* _Supplied information_:
========

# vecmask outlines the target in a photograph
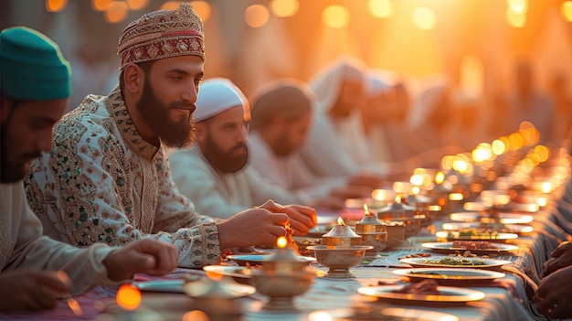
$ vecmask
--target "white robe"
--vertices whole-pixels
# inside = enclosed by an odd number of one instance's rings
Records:
[[[250,164],[272,183],[308,198],[325,197],[334,187],[347,184],[345,177],[318,177],[312,173],[298,153],[280,157],[274,155],[258,132],[249,135]]]
[[[164,148],[137,132],[119,86],[64,115],[52,151],[25,182],[30,208],[56,240],[82,247],[153,238],[173,243],[181,266],[220,261],[215,221],[176,189]]]
[[[249,165],[237,173],[217,171],[197,145],[174,151],[169,162],[173,180],[179,191],[195,200],[198,211],[217,213],[222,219],[269,199],[284,204],[306,205],[308,202],[308,199],[265,180]]]

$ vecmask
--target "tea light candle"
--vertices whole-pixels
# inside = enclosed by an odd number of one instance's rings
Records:
[[[342,218],[338,218],[338,224],[332,230],[322,235],[322,244],[323,245],[360,245],[362,237],[357,235],[344,223]]]
[[[403,219],[413,217],[415,208],[401,202],[401,196],[396,196],[395,203],[388,207],[382,208],[377,212],[377,217],[381,219]]]
[[[375,233],[385,232],[386,230],[386,226],[377,219],[377,216],[370,212],[367,205],[364,204],[364,218],[355,224],[355,232],[357,234]]]

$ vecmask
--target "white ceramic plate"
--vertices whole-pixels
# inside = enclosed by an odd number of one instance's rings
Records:
[[[133,282],[132,285],[138,288],[141,291],[150,292],[171,292],[171,293],[185,293],[183,291],[183,284],[185,280],[174,279],[174,280],[161,280],[161,281],[144,281],[144,282]]]
[[[464,241],[461,242],[470,242],[471,244],[478,244],[482,241]],[[455,251],[471,251],[471,253],[474,254],[490,254],[490,253],[497,253],[501,251],[516,251],[518,250],[518,246],[513,244],[504,244],[504,243],[493,243],[485,241],[487,243],[491,244],[492,248],[479,248],[472,249],[471,247],[459,246],[454,247],[452,241],[441,241],[441,242],[429,242],[421,244],[422,247],[426,249],[430,249],[433,251],[443,251],[443,252],[455,252]]]
[[[497,226],[498,225],[498,226]],[[475,229],[477,230],[496,230],[503,233],[530,233],[533,227],[521,224],[482,224],[481,222],[450,222],[443,223],[444,230],[463,230]]]
[[[446,239],[448,241],[505,241],[518,238],[514,233],[487,233],[479,232],[478,235],[461,235],[457,230],[440,230],[435,233],[437,239]]]
[[[372,308],[341,308],[317,310],[310,313],[310,320],[400,320],[400,321],[459,321],[459,317],[448,313],[423,310],[412,306]],[[322,317],[322,316],[325,317]],[[329,316],[329,317],[328,317]]]
[[[405,285],[379,285],[363,286],[357,292],[370,296],[383,299],[405,300],[405,301],[423,301],[423,302],[469,302],[478,301],[484,298],[484,294],[481,291],[465,289],[452,286],[437,286],[440,294],[399,294]]]
[[[460,222],[483,222],[502,224],[527,224],[533,221],[533,217],[520,213],[499,213],[496,216],[479,212],[457,212],[450,215],[451,220]]]
[[[510,261],[483,259],[479,257],[462,256],[430,256],[426,258],[408,258],[399,260],[401,262],[413,267],[448,267],[448,268],[473,268],[490,269],[510,264]]]
[[[393,271],[394,274],[407,276],[411,280],[432,279],[440,284],[462,284],[490,282],[504,277],[494,271],[465,268],[416,268]]]

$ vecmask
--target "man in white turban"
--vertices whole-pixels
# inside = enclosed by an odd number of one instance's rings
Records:
[[[191,149],[176,150],[169,159],[173,180],[199,211],[227,218],[269,199],[309,201],[265,181],[248,165],[248,111],[247,99],[228,79],[201,84],[194,115],[196,141]],[[289,205],[284,210],[294,230],[303,234],[315,226],[313,209]]]

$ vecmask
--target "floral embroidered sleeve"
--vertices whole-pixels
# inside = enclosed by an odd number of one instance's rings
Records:
[[[181,266],[217,263],[214,222],[182,199],[175,206],[167,193],[160,195],[155,162],[127,148],[118,132],[113,118],[90,113],[58,123],[54,148],[33,163],[26,181],[32,209],[47,215],[59,239],[75,246],[150,237],[175,244]]]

========

* _The request_: Which lines in the entries above contain the word "target"? Collect every one of them, treating the match as case-sensitive.

* _Task answer_:
# vecmask outlines the target in a photograph
--target "white robe"
--target "tea light candle"
--target "white ceramic plate"
--target "man in white turban"
--target "floral embroidered sleeve"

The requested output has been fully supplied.